:: Given information
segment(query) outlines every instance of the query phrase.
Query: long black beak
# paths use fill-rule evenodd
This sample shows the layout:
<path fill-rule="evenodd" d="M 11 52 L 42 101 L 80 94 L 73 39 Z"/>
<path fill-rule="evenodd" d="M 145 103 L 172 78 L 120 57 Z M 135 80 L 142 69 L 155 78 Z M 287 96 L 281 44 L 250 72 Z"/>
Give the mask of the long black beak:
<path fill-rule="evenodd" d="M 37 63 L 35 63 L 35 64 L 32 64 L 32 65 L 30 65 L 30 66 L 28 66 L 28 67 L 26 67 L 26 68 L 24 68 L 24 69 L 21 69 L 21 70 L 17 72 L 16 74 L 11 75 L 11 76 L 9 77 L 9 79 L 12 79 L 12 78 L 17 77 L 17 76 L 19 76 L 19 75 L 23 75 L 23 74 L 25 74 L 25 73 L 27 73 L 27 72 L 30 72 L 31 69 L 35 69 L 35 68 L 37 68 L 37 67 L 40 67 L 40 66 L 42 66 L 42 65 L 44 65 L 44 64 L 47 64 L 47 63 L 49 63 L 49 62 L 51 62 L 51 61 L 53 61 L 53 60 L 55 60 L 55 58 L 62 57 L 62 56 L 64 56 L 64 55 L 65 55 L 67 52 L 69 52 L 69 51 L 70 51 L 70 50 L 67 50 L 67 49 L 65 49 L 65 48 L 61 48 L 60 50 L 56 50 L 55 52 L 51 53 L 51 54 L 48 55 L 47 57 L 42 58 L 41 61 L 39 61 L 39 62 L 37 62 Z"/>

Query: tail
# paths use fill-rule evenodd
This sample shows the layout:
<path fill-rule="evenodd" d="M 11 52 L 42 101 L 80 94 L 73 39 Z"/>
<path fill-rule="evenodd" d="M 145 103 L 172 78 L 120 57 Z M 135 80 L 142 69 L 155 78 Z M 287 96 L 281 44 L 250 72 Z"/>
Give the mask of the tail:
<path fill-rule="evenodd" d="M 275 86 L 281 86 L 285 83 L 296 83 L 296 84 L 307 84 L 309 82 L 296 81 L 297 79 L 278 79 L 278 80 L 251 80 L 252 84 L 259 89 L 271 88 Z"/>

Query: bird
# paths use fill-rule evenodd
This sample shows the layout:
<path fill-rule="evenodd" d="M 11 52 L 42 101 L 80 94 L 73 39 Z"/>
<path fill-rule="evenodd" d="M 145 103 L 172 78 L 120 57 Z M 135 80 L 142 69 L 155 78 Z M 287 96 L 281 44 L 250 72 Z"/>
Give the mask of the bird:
::::
**Goal of the exercise**
Reproduce every one of the lines above verbatim, with no changes.

**Solution for this problem**
segment(query) outlines every instance of the query phrase.
Query: long black beak
# paths use fill-rule evenodd
This sample shows the layout:
<path fill-rule="evenodd" d="M 11 52 L 42 101 L 80 94 L 73 39 Z"/>
<path fill-rule="evenodd" d="M 145 103 L 172 78 L 120 57 Z M 135 80 L 142 69 L 155 78 Z M 287 96 L 281 44 L 250 72 Z"/>
Give the mask of the long black beak:
<path fill-rule="evenodd" d="M 37 63 L 35 63 L 35 64 L 32 64 L 32 65 L 30 65 L 30 66 L 28 66 L 28 67 L 26 67 L 26 68 L 24 68 L 24 69 L 21 69 L 21 70 L 17 72 L 16 74 L 11 75 L 11 76 L 9 77 L 9 79 L 12 79 L 12 78 L 17 77 L 17 76 L 19 76 L 19 75 L 23 75 L 23 74 L 25 74 L 25 73 L 27 73 L 27 72 L 30 72 L 31 69 L 35 69 L 35 68 L 37 68 L 37 67 L 40 67 L 40 66 L 42 66 L 42 65 L 44 65 L 44 64 L 47 64 L 47 63 L 49 63 L 49 62 L 51 62 L 51 61 L 53 61 L 53 60 L 55 60 L 55 58 L 62 57 L 62 56 L 64 56 L 64 55 L 65 55 L 67 52 L 69 52 L 69 51 L 70 51 L 70 50 L 67 50 L 67 49 L 65 49 L 65 48 L 61 48 L 60 50 L 56 50 L 55 52 L 51 53 L 51 54 L 48 55 L 47 57 L 42 58 L 41 61 L 39 61 L 39 62 L 37 62 Z"/>

Query: tail
# paths use fill-rule evenodd
This sample shows the layout:
<path fill-rule="evenodd" d="M 11 52 L 42 101 L 80 94 L 73 39 Z"/>
<path fill-rule="evenodd" d="M 145 103 L 172 78 L 120 57 Z M 135 80 L 142 69 L 155 78 Z M 287 96 L 281 44 L 250 72 Z"/>
Give the mask of the tail:
<path fill-rule="evenodd" d="M 275 86 L 281 86 L 285 83 L 296 83 L 296 84 L 307 84 L 309 82 L 296 81 L 297 79 L 278 79 L 278 80 L 251 80 L 252 84 L 259 89 L 271 88 Z"/>

Query: bird
# paths use fill-rule evenodd
This sample shows the layout:
<path fill-rule="evenodd" d="M 11 52 L 42 101 L 80 94 L 73 39 Z"/>
<path fill-rule="evenodd" d="M 145 103 L 172 78 L 120 57 Z M 135 80 L 142 69 L 155 78 Z M 287 96 L 281 44 L 250 72 Z"/>
Give the mask of the bird:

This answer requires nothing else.